What to do: Extract every line of the material below and reproduce it faithfully.

Given data:
━━━━━━━━━━━━━━━━━━━━━━━━━━━━━━

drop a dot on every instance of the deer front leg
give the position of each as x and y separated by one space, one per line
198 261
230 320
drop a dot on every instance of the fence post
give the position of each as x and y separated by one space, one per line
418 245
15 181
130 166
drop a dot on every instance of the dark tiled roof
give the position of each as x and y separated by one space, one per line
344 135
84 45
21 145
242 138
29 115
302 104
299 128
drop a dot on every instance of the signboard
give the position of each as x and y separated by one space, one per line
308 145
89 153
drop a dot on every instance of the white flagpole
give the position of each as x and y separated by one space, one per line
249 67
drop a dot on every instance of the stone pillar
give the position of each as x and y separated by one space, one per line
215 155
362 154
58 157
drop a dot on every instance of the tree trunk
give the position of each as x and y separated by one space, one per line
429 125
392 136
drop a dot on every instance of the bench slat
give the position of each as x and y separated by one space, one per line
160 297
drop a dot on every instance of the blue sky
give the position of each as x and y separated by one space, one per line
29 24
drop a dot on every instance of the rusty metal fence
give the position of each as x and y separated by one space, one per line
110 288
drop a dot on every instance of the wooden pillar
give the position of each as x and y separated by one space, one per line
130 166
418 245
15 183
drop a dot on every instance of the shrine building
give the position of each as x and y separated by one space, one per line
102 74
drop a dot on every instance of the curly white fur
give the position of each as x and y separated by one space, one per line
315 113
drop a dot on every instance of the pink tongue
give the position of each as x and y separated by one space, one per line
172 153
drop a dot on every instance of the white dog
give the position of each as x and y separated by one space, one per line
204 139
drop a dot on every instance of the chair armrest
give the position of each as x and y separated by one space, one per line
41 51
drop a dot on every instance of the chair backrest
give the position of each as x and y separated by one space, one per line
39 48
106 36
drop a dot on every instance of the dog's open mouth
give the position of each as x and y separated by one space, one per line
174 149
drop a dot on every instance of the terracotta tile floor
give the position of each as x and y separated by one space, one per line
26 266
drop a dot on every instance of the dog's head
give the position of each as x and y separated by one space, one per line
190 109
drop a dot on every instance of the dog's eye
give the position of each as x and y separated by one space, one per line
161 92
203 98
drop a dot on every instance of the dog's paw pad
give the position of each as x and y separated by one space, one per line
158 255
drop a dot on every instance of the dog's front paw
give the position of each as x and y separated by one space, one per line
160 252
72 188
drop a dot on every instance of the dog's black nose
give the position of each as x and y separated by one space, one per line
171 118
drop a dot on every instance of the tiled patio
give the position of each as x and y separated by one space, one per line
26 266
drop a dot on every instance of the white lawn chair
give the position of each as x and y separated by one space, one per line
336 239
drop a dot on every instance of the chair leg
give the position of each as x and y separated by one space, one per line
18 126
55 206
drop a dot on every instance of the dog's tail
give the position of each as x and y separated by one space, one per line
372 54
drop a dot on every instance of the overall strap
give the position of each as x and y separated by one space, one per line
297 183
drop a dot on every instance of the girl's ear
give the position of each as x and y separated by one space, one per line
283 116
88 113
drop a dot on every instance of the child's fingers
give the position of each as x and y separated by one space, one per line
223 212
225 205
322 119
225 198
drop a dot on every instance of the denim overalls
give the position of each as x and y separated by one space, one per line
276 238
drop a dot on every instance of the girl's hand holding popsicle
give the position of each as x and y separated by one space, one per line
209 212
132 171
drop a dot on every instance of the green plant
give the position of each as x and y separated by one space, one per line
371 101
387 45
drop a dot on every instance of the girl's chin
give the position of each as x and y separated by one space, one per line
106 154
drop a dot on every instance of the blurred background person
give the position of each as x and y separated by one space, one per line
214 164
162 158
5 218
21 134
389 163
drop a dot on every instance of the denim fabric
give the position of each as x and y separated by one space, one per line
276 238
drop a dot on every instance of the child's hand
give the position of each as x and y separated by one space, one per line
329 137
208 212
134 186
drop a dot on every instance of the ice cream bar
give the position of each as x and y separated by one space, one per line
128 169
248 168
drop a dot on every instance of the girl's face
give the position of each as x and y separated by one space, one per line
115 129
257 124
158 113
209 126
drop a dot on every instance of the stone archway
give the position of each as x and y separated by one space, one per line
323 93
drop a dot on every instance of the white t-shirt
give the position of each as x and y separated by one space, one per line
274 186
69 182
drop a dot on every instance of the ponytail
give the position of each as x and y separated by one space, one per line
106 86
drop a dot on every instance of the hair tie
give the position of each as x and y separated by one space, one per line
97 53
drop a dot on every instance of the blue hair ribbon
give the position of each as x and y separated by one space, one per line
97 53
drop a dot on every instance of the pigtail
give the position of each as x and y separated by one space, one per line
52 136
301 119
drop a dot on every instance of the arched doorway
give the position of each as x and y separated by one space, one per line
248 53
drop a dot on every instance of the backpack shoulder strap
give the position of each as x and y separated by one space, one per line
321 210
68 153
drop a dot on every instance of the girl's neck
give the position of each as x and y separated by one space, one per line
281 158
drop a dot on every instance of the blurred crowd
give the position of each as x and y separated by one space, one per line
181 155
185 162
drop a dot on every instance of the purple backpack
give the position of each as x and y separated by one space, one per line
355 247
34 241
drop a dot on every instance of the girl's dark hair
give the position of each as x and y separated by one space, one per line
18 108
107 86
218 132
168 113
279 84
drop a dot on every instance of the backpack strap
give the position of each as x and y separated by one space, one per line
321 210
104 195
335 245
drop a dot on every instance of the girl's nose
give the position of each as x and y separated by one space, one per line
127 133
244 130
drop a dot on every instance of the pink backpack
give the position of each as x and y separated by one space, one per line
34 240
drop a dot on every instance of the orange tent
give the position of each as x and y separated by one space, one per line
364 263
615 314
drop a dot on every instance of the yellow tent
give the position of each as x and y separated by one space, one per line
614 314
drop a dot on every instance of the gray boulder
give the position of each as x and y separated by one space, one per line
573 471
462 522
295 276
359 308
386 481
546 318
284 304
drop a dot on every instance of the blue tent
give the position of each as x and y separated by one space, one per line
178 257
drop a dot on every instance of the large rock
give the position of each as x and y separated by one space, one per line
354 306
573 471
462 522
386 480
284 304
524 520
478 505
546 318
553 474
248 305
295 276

━━━━━━━━━━━━━━━━━━━━━━━━━━━━━━

Response:
drop a dot on every instance of the deer front leg
give the position of each as x and y separated by one space, one per line
198 261
230 320
drop a dot on every instance of the fence post
give the position of each as x and y separated by one space, one per line
418 245
15 181
130 166
drop a dot on every instance of the dark tiled roof
give the position of each as x and y separated by one space, one per line
344 135
84 45
21 145
242 138
29 115
302 104
299 128
drop a dot on every instance of the signboard
give the position of each as x and y separated by one space, one per line
308 145
89 153
drop a dot on every instance of the white flagpole
give the position of each as x and y separated by one space, one per line
249 67
drop a dot on every instance of the stone pillar
give the position of each as x and y separated by one space, one per line
215 155
362 154
58 157
drop a dot on every instance of the tree trunk
give the position of each as x and y separated by one space, one per line
429 125
392 136
drop a dot on every instance of the bench slat
give the position of each as x and y separated by one space, one per line
160 297
drop a dot on every instance of the blue sky
give the position of each as x and y separated by one space, one per line
29 24
drop a dot on every instance of the rusty metal fence
give the position of each as x and y separated by one space, one per line
110 288
drop a dot on every instance of the wooden pillar
give the position of each as x and y separated by one space, one per line
130 166
418 245
15 183
drop a dot on every instance of the shrine building
give the position of each as x and y separated by one space, one per line
102 74
drop a dot on every instance of the curly white fur
give the position of each as x and y separated by one space, one per line
315 113
drop a dot on every instance of the pink tongue
give the position of each as x and y separated by one space, one per line
172 153
drop a dot on every instance of the white dog
give the position of each as x and y separated by one space, one per line
204 139
drop a dot on every instance of the chair armrest
give the position of each as x and y separated by one space, one per line
41 51
drop a dot on every instance of the chair backrest
give the position of each as x and y separated by one space, one per line
39 48
106 36
drop a dot on every instance of the dog's open mouth
give the position of each as x and y separated by one space, one per line
174 149
drop a dot on every instance of the terracotta tile floor
give the position of each as x and y separated by one space, one per line
26 266
drop a dot on every instance of the dog's head
give the position of each as x and y separated by one space, one per line
190 109
drop a dot on every instance of the dog's eye
give the position of each as x and y separated by one space, one per line
161 92
203 98
drop a dot on every instance of the dog's paw pad
give the position of each as x and y separated by one space, one per line
158 255
drop a dot on every instance of the dog's front paw
give the position of each as x and y separated by one space, one per line
160 252
72 188
drop a dot on every instance of the dog's black nose
give the position of each as x and y separated by one space, one per line
171 118
drop a dot on every instance of the tiled patio
give the position of each as x and y separated by one space, one per line
26 266
drop a dot on every instance of the white lawn chair
give the position of each as x and y separated by one space, one per line
336 239
drop a dot on every instance of the chair leg
give the position of each as x and y separated by one space, one per line
18 126
55 206
drop a dot on every instance of the dog's tail
give the position of each as x and y separated by one space, one per line
372 54
drop a dot on every instance of the overall strap
give the position of each as x and y separated by one space, one per line
297 183
drop a dot on every instance of the girl's ear
give the position of each as x and y separated by one space, one per line
283 116
88 113
drop a dot on every instance of the child's fingers
give the position of each as x and y separated by one space, one per line
223 212
225 205
322 119
225 198
drop a dot on every instance of the denim overalls
give the position of each as x and y separated by one space, one per line
276 238
drop a dot on every instance of the girl's hand holding popsicle
give the position of each as x and y separated by one space, one per line
209 212
132 171
drop a dot on every instance of the green plant
give the position of each as x and y separated by one space, one per line
371 101
387 45
drop a dot on every instance of the girl's chin
give the position of each as x and y separated by one space, one per line
106 154
drop a dot on every instance of the blurred background person
give the position of each as x and y separated by one space, one per line
214 164
162 158
5 218
21 134
389 163
drop a dot on every instance of the denim fabric
give the position of each as x and y separated by one space, one per line
276 238
drop a dot on every instance of the child's hand
give the position of each as x and y separated by one space, one per line
329 137
208 212
134 186
drop a dot on every instance of the ice cream bar
give the position of each as x and y separated by one space, one per line
128 169
248 168
drop a dot on every instance of the girl's face
give the position of each as x and y separated by one space, one per line
115 129
257 124
158 113
209 126
drop a dot on every instance of the stone archway
give the position of each as x and y separated by one space, one per line
323 93
drop a dot on every instance of the white t-shirt
give the position of each as x and y separated by one space, one per line
274 186
69 182
drop a dot on every instance of the ponytail
give the position of each as x and y separated by one space, one per line
106 86
drop a dot on every instance of the hair tie
give the position of each as x and y separated by one space, one per line
97 53
drop a dot on every instance of the blue hair ribbon
give the position of each as x and y separated by one space, one per line
97 53
drop a dot on every instance of the pigtail
give the position of each as x and y separated by one space, one per line
52 136
301 119
drop a dot on every instance of the arched doorway
give the position of each as x and y separated by one space, one per line
248 53
drop a dot on every instance of the backpack shoulder strap
give the position of each as x and y separated by one space, one per line
321 210
68 153
drop a dot on every instance of the girl's neck
give the position of each as x and y separated by one space, one per line
281 158
drop a dot on every instance of the blurred crowd
give the position of each as x and y separated by one space, one per line
181 155
185 162
drop a dot on every instance of the purple backpack
give the position of each as x and y separated by one space, one per line
355 247
34 241
drop a dot on every instance of the girl's dark hair
give the position of each as x and y separated by one space, one per line
18 108
107 86
218 132
168 113
279 84
drop a dot on every instance of the backpack strap
give the position of each as x and y separated by one space, one per line
321 210
104 195
335 245
drop a dot on every instance of the girl's nose
give the position of each as x and y separated by one space, one per line
127 133
244 130
drop a dot on every instance of the pink backpack
give the position of each as x and y separated by one space, one per line
34 240
drop a dot on every instance of the orange tent
give the position of each as x and y separated by one space, one per line
364 263
615 314
drop a dot on every instance of the yellow tent
give the position of each as x and y separated by one space, one per line
614 314
drop a dot on every instance of the gray boulder
give the position of each as x and y separated by one space, one per line
573 471
462 522
295 276
359 308
386 481
546 318
284 304
drop a dot on every instance of the blue tent
give the position of each as x and y separated by one space, one per line
178 257
drop a dot on every instance of the large rock
give the position of each as x and y separated by one space, one per line
354 306
573 471
462 522
386 480
284 304
524 520
478 505
546 318
553 474
248 305
295 276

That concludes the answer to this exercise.